■ **The request**: Transcribe every entry below word for word, but skip the pictures.

(Items from a labeling collection)
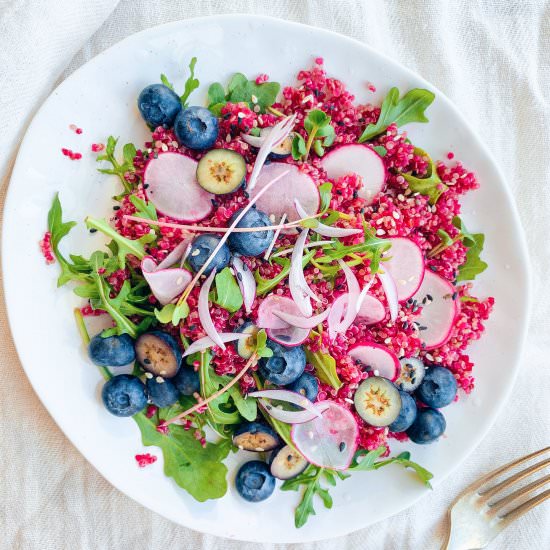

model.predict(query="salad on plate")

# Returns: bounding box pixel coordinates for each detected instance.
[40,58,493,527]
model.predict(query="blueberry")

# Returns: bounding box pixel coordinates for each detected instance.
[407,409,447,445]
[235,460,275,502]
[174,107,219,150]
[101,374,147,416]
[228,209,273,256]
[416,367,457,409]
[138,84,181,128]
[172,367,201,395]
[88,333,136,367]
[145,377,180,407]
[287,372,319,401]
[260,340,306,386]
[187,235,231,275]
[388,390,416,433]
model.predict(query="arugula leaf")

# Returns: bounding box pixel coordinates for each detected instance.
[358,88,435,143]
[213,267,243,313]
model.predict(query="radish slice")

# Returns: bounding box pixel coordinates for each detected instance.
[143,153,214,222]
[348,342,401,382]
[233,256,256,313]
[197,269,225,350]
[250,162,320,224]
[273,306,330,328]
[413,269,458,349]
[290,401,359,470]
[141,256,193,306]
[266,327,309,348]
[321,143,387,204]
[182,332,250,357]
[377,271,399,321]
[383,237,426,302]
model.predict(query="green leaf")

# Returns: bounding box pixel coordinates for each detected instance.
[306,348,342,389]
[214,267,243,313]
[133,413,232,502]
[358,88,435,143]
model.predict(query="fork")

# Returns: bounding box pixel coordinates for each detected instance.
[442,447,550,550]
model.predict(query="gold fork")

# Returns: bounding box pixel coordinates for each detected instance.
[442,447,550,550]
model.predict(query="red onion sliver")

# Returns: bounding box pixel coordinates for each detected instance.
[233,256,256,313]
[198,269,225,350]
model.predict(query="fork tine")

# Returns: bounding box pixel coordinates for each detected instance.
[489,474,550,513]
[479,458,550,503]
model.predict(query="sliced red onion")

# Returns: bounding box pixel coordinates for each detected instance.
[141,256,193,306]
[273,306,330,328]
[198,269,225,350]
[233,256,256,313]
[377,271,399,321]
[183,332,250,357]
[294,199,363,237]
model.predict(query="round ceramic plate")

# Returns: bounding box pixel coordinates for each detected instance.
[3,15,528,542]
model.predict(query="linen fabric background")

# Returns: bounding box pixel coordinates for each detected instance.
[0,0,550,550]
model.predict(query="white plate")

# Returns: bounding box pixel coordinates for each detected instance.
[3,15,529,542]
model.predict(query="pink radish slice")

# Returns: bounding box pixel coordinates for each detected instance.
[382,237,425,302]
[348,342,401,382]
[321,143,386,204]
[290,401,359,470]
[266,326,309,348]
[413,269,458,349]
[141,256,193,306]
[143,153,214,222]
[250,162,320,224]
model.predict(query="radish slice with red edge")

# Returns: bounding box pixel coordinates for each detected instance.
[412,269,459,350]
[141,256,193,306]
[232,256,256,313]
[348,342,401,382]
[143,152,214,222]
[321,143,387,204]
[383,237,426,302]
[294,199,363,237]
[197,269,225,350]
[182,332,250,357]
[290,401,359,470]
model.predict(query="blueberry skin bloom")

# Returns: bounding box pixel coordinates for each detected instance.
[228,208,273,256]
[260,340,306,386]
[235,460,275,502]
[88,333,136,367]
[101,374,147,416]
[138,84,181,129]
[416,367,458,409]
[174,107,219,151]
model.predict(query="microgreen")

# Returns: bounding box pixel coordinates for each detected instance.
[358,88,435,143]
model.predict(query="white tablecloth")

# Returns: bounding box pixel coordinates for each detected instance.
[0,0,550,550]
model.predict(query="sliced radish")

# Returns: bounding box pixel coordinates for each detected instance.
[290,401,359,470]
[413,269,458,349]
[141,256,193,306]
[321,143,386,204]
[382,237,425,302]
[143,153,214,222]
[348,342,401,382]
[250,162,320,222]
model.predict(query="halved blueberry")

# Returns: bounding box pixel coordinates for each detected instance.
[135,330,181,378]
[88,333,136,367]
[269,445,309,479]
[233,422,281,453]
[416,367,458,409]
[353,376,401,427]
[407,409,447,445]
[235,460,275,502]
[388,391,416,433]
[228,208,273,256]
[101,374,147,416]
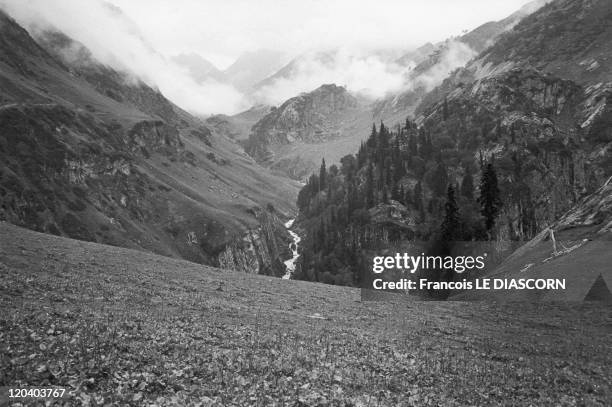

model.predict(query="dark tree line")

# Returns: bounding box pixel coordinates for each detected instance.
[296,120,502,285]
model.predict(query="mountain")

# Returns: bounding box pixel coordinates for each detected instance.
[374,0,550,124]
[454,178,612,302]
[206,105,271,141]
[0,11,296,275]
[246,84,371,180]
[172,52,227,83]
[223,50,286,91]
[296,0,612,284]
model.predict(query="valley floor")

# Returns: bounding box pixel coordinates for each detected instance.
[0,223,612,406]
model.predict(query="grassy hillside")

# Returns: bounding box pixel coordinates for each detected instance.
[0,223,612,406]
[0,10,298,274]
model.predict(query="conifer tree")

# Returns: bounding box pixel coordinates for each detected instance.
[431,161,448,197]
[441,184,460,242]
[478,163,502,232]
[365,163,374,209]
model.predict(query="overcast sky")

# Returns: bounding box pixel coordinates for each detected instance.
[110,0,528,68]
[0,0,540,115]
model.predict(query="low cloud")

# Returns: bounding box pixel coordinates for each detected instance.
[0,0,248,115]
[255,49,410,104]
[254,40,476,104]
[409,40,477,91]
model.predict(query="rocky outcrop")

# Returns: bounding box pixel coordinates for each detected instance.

■ **Correct output**:
model.predict(query="salad on plate")

# Returns: bounding box pixel coordinates for each detected instance.
[40,58,493,527]
model.predict(query="blueberry")

# Returns: bounding box pixel coordinates for each detected instance.
[407,409,447,445]
[235,460,275,502]
[174,107,219,150]
[101,374,147,416]
[228,209,273,256]
[416,367,457,409]
[138,84,181,128]
[172,367,201,395]
[88,333,136,367]
[145,377,180,407]
[287,372,319,401]
[260,340,306,386]
[187,235,231,275]
[388,390,416,433]
model.predict(query="arugula leaf")

# Returns: bounding box pixel coordinates for each detected instance.
[358,88,435,143]
[213,267,243,313]
model.predict(query="radish slice")

# Returns: bounding box pixel coordinates for each detected instance.
[143,153,214,222]
[348,342,401,382]
[233,256,256,313]
[197,269,225,350]
[250,162,320,224]
[273,306,330,328]
[413,269,458,349]
[290,401,359,470]
[141,256,193,306]
[266,327,309,348]
[321,143,387,204]
[182,332,250,357]
[377,271,399,321]
[383,237,426,302]
model.predict(query="green leaf")

# Returns: bounding box pixel coordinates for each detected instance.
[306,348,342,389]
[214,267,243,313]
[133,413,232,502]
[358,88,435,143]
model.predict(query="fork")

# Returns: bounding box pixel coordinates for each detected instance.
[442,447,550,550]
model.predict(query="gold fork")

# Returns: bounding box pixel coordinates for each detected instance.
[442,447,550,550]
model.predict(query="red onion sliver")

# Returns: bounding box pixel coordinates for each detected instance.
[233,256,256,313]
[198,269,225,350]
model.predict(query="fork tine")

# Returns: bounding box pixel coordinates for each detected instance.
[489,474,550,513]
[479,458,550,503]
model.predict(query="sliced red onion")

# Returns: bounding box pixel coordinates for each detected instance.
[141,256,193,306]
[273,306,330,328]
[198,269,225,350]
[233,256,256,313]
[377,271,399,321]
[183,332,250,357]
[294,199,363,237]
model.predict(query="round ceramic plate")

# Returns: bounding box pixel coordinates for each detected instance.
[3,15,528,542]
model.predict(query="linen fabric background")

# Returns: bounding box pixel coordinates for each detected instance.
[0,0,550,550]
model.predict(query="white plate")

# Returns: bounding box pixel coordinates for each detected instance.
[3,15,529,542]
model.predict(query="pink radish slice")

# Returns: bounding box pixel coordinates for each detected instance.
[382,237,425,302]
[348,342,401,382]
[321,143,386,204]
[290,401,359,470]
[266,326,309,348]
[413,269,458,349]
[141,256,193,306]
[143,153,214,222]
[250,162,320,224]
model.predict(query="radish slice with red edge")

# Returns: bounding box pixel coordinates for each detected instance.
[412,269,459,350]
[141,256,193,306]
[232,256,256,313]
[348,342,401,382]
[143,152,214,222]
[321,143,387,204]
[383,237,426,302]
[294,199,363,237]
[197,269,225,350]
[182,332,250,357]
[290,401,359,470]
model.predict(query="blueberry skin bloom")

# Returns: bounding box pixel coordinates for each detected instance.
[228,208,273,256]
[260,340,306,386]
[235,460,275,502]
[88,333,136,367]
[101,374,147,416]
[138,84,181,129]
[416,367,458,409]
[174,107,219,151]
model.predict(query="microgreen")

# Returns: bounding box pixel coordinates for each detected instance.
[358,88,435,143]
model.predict(query="white tablecloth")

# Returns: bounding box pixel coordinates for each detected instance.
[0,0,550,550]
model.predict(query="sliced radish")

# Returns: bounding box pixel coordinates for each detected instance.
[290,401,359,470]
[413,269,458,349]
[141,256,193,306]
[321,143,386,204]
[382,237,425,302]
[143,153,214,222]
[348,342,401,382]
[250,162,320,222]
model.predict(query="halved blueberry")

# Returns: bounding box pixel coordinates for each detected instance.
[135,330,181,378]
[88,333,136,367]
[269,445,309,479]
[233,422,281,453]
[416,367,458,409]
[353,376,401,427]
[407,409,447,445]
[235,460,275,502]
[388,391,416,433]
[228,208,273,256]
[101,374,147,416]

model.predict(query="dark tree line")

# Returns: bounding box pixel coordinates for each detected instance.
[296,120,502,285]
model.predict(query="mountain")

# Returns: bounding box pixel coordinates for each detected instance.
[374,0,550,124]
[454,178,612,302]
[206,105,271,141]
[0,11,296,275]
[246,84,371,180]
[172,52,227,83]
[223,50,286,91]
[296,0,612,284]
model.predict(query="valley floor")

# Returns: bounding box pixel coordinates for each detected instance.
[0,223,612,406]
model.predict(query="grassy hillside")

# Returns: bounding box pixel coordinates for each detected instance.
[0,223,612,406]
[0,10,298,274]
model.predict(query="conifer tree")

# Returns: bounding box pixel coordinates for each detected instance.
[431,161,448,197]
[441,184,460,242]
[478,163,502,232]
[365,163,374,209]
model.predict(query="overcast sky")

# Returns: bounding box pixel coordinates for each detected instance.
[110,0,528,68]
[0,0,540,115]
model.predict(query="low cloud")

# Returns: bounding box pixel coordinates for each detected instance.
[0,0,248,115]
[255,49,410,104]
[254,40,476,104]
[409,40,477,91]
model.predict(query="rocky outcrop")

# Returns: bounding box pixel coordinates for each detected instance.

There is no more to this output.